» **Document source**
• • •

Fin avril 2017. Mandurah.


Je me réveille avec un flash, comme une illumination.

Une idée qui jamais au grand jamais ne m'a traversé l'esprit auparavant.

Une idée qui en théorie est à mille lieux de moi, de mon image, de mon voyage.

Une idée folle. Une idée sauvage. Une idée qui pourtant me transperce la tête de toute sa certitude.


Car ça y est, c'est déjà décidé, je vais acheter une voiture en Australie.

Je quitterai Perth sur 4 roues, et je vivrai le premier road trip "home made" de toute ma vie, en solo.


Après avoir traversé l’Australie en stop de l’est (Sydney) à l’ouest (Perth), je longerai toute la côte ouest australienne du sud au nord, direction les Tropiques où l’hiver n’existe pas.


Je suis tétanisée de frousse, et en même temps tremblante d'excitation.

Bien qu'ayant mon permis depuis des années, j'ai toujours tout fait pour éviter la possession d'une voiture individuelle : trop polluant, trop encombrant, trop engageant, trop bruyant, trop dépendant... À la place, je suis une mordue de marche à pied, de trottinette, de vélo, de transports en commun, de covoiturage, de train... Et de stop, bien sûr !

Or, je sais par ouï dire que la côte ouest est beaucoup moins peuplée que la côte est, que les villes sont peu nombreuses, que les routes sont peu fréquentées. (Eh oui, l’Australie n’est habitée que sur 1% de son territoire, dont la population se concentre à 91% dans les grandes villes..)

Bref, ce ne serait pas raisonnable de faire du stop. Ce serait compliqué et terriblement limité de voyager en bus. Hors de prix et ultra touristique de partir avec un tour opérateur.


Je me demande un temps si je ne ferais pas mieux de trouver des gens ayant déjà la voiture et cherchant un.e travel mate, mais mon cœur est très clair : je voyagerai seule, dans mon propre véhicule, et serai responsable de mon voyage.

Je le sais, je le sens, ce sera aussi dur qu'intense. Mais les apprentissages et la maturité se vivent et s’obtiennent généralement au travers des rudes expériences. Et c'est ce que je recherche. Alors j'ai confiance.


Le premier challenge, rapidement, s'impose : quelle voiture choisir, et comment ?

Camper van ? Citadine ? Break ? 4x4 ? Diesel ou essence ? Automatique ou manuelle ? Opter pour la sécurité en achetant à un australien ou pour le confort d'acheter une voiture déjà toute équipée pour le voyage à un backpacker ? Quelle limite se fixer pour le kilométrage ? Et pour l'année ? Et pour le budget ? ET QUID DE L’ASSURANCE ?!

Argh. 


La plupart des backpackers roulent dans des cercueils sur roues dont ils ne prennent aucun soin, j'en ai été malheureusement témoin. D'ailleurs, la plupart des véhicules de backpackers à vendre le sont souvent à l'issue de réparations trop nombreuses et trop coûteuses, et sont par conséquent des nids à (mauvaises) surprises.

Si je ne veux pas me retrouver coincée avec une panne dans le bush, où toute intervention est facturée 2000$ minimum dans les endroits les plus isolés, je dois m'assurer de la fiabilité de la voiture... Mais comment ?

• • •

» **Ensemble de tâches**
1. Dans le récit de voyage en Australie, à combien s'élève au minimum le coût de toute intervention dans les endroits les plus isolés du bush ?
2. Poursuivez le récit de voyage en Australie à la suite de sa dernière phrase.

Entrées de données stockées

• • •

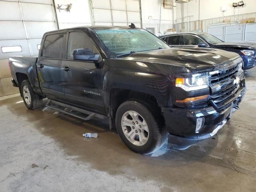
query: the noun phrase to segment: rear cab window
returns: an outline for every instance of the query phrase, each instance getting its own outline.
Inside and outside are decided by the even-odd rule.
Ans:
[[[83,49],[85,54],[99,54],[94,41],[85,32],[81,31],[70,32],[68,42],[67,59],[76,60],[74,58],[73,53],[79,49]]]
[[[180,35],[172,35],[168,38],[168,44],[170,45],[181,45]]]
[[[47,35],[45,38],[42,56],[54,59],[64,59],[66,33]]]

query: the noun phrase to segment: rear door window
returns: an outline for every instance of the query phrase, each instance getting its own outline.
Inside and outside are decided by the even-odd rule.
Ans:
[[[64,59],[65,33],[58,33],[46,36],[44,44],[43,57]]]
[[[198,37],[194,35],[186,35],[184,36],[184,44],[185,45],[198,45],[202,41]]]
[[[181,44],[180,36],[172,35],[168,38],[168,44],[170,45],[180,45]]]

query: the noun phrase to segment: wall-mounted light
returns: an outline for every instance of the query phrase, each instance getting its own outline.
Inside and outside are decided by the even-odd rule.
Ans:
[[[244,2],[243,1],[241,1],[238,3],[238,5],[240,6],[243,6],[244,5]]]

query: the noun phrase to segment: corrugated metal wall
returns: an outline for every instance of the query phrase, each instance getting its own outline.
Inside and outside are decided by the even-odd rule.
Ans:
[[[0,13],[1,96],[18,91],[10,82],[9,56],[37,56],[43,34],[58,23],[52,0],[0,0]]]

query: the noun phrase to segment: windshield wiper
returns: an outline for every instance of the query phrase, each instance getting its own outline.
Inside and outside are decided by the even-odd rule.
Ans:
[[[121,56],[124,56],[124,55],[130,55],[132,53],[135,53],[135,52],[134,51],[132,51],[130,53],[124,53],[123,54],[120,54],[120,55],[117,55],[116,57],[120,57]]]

• • •

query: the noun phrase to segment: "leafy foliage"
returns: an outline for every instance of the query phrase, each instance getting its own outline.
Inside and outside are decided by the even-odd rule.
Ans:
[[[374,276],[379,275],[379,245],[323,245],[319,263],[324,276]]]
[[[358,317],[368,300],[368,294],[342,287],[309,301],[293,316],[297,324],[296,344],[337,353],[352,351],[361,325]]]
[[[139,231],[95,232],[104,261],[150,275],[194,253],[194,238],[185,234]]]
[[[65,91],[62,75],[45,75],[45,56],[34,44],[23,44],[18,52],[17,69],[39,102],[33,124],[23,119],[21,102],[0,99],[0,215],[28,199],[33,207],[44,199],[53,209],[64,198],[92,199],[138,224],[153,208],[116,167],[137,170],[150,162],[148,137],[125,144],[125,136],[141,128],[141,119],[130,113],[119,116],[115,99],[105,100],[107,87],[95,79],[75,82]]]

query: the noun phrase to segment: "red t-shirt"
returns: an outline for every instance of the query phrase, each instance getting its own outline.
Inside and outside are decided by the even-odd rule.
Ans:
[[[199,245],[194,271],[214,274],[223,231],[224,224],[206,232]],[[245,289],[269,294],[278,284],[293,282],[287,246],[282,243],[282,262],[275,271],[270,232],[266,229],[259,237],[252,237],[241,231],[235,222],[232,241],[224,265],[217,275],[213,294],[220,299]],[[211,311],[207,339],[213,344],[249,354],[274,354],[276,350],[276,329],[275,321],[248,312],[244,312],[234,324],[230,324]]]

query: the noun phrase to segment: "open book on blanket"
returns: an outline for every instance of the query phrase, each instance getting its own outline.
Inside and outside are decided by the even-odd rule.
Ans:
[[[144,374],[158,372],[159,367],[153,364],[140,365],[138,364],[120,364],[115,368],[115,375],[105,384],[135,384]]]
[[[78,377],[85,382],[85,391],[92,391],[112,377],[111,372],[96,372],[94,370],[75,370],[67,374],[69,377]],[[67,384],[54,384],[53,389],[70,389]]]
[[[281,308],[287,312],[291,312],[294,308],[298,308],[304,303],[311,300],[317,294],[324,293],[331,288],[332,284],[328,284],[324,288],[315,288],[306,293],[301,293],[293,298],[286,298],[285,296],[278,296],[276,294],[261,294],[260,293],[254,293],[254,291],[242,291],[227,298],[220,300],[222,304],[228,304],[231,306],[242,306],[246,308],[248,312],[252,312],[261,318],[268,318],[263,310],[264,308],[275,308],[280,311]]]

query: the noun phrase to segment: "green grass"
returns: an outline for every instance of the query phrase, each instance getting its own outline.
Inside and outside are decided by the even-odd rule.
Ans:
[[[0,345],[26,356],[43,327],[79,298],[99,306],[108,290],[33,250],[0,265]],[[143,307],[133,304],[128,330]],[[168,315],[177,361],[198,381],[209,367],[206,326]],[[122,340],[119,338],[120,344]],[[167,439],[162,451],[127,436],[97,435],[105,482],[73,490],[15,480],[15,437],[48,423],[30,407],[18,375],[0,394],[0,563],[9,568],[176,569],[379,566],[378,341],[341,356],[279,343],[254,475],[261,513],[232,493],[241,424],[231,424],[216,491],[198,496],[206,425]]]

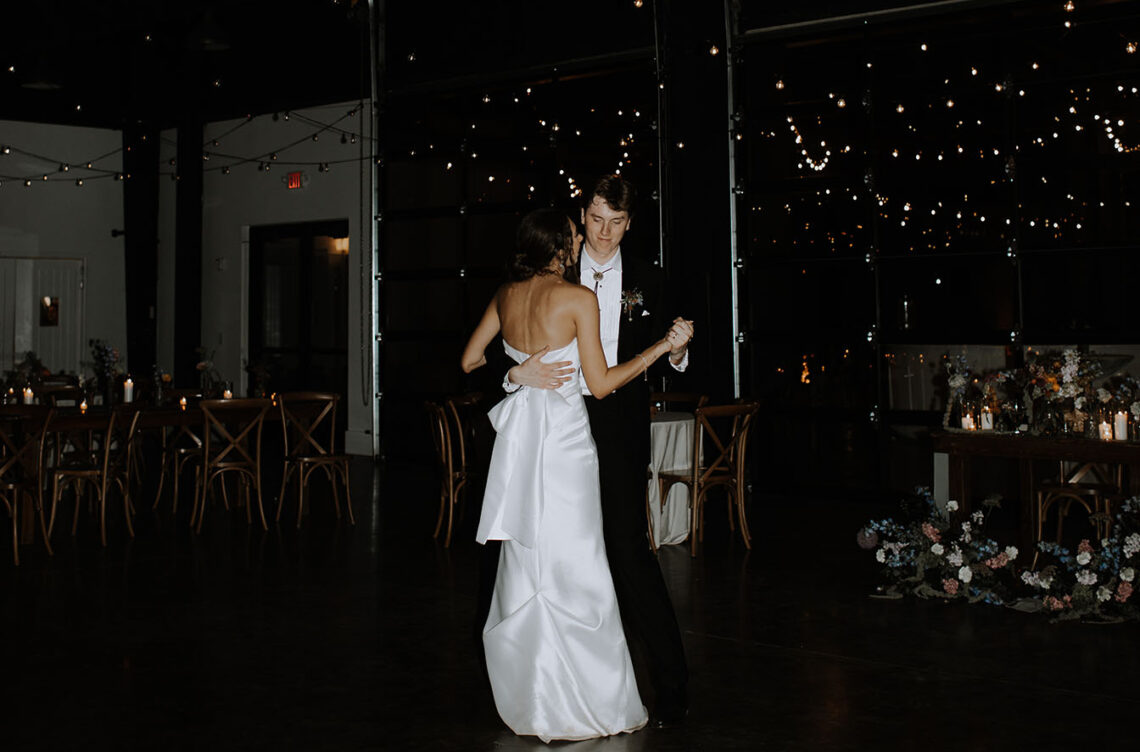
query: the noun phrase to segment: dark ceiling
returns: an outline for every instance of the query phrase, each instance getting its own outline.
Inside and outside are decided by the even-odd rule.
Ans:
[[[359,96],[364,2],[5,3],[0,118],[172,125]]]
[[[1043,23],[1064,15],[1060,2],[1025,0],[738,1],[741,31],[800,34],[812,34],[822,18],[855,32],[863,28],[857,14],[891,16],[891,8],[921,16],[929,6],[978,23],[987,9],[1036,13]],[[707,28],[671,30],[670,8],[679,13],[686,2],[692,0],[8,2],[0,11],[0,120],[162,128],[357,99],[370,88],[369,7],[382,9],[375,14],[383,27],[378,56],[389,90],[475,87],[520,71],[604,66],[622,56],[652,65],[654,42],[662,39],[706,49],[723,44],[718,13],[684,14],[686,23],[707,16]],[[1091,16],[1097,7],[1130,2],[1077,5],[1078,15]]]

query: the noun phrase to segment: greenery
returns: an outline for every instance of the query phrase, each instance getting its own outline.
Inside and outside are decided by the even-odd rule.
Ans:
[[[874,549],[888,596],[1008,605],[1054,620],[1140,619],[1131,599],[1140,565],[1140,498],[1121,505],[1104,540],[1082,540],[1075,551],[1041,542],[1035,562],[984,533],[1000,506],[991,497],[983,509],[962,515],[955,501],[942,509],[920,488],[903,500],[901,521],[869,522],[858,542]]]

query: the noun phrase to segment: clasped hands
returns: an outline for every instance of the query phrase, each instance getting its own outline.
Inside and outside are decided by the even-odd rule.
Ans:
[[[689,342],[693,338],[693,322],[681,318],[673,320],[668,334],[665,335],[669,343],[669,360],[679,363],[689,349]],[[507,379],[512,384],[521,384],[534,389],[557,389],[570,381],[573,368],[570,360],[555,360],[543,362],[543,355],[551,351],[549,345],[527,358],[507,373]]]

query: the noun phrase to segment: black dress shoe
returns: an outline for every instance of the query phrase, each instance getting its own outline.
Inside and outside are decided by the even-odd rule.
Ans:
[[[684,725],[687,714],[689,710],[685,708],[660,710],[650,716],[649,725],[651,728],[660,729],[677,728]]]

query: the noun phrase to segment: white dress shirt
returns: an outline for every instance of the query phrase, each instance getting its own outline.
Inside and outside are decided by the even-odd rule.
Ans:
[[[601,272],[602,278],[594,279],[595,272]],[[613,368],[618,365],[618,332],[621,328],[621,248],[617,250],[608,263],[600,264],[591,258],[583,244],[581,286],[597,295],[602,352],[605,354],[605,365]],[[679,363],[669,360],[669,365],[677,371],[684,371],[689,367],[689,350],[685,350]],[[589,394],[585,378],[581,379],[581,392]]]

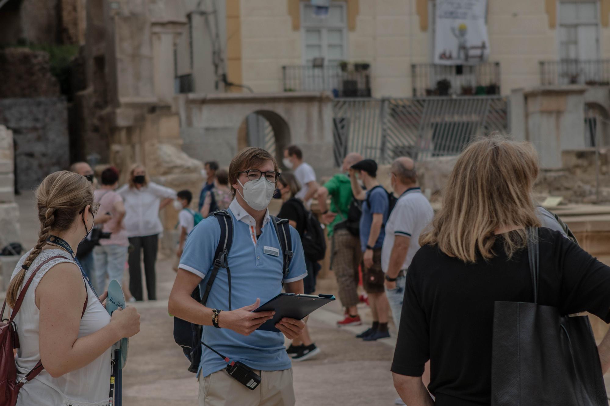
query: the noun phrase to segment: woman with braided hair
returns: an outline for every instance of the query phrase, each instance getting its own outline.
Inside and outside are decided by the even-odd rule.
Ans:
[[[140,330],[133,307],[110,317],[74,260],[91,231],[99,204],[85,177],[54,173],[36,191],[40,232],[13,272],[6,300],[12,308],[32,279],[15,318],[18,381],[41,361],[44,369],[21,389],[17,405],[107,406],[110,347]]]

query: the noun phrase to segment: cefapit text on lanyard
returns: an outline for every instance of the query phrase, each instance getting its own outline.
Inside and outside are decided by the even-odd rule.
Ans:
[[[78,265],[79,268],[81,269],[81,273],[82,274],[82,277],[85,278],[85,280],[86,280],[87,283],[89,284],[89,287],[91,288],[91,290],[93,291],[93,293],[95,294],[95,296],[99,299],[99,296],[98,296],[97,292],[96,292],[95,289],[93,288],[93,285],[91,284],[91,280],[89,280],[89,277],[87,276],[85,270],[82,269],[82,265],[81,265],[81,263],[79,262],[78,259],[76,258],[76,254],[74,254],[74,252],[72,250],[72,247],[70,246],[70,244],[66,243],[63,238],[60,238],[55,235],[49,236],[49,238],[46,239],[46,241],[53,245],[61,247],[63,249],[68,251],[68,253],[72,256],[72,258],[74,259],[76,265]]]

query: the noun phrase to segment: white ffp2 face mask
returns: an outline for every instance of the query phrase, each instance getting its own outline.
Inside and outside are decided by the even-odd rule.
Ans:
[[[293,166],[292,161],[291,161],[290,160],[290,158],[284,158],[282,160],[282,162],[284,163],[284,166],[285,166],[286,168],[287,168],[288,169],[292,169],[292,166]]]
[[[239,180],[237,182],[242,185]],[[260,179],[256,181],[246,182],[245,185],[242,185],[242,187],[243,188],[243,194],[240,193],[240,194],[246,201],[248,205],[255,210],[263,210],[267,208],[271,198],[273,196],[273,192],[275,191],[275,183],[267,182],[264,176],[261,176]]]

• • •

» **Corrigé de l'activité**
1. Toute intervention y est facturée 2000 $ minimum.

2.
Les garagistes aussi sont, pour certains, infects. Si vous leur demandez de vérifier l'état d'une voiture avant de l'acheter, ils développent une ingéniosité vicieuse à repérer un million de problèmes pour s'assurer une grosse journée de travail sur le véhicule en question, quel que soit son état.

Mais je choisis de renoncer à m’inquiéter, et démarre mon plan d'achat méticuleusement, éclusant tous les backpackers pour y collecter les annonces de voitures et y postant la mienne. En parallèle, je crée une alerte sur GumTree, le site de petites annonces, et je m'inscris sur tous les groupes Facebook de ventes de voitures à Perth, ou de backpackers à Perth.


En une demi-journée, mes craintes sont confirmées : je me sens déjà débordée par la montagne de choix, et désarmée face à mon incapacité d'évaluer ce dont j'ai besoin.

Après un coup de fil avec mon cher ami Phil, une première hésitation est levée sur le modèle de voiture : pour Phil, si je veux aller partout (sable, eau, graviers, boue), il me faut un 4x4.

Je n'ai jamais conduit de 4x4 ce véhicule conspué pour la pollution qu'il génère, réputé aussi pour être un gouffre financier, depuis l'achat à l'entretien en passant bien sûr par la consommation de pétrole.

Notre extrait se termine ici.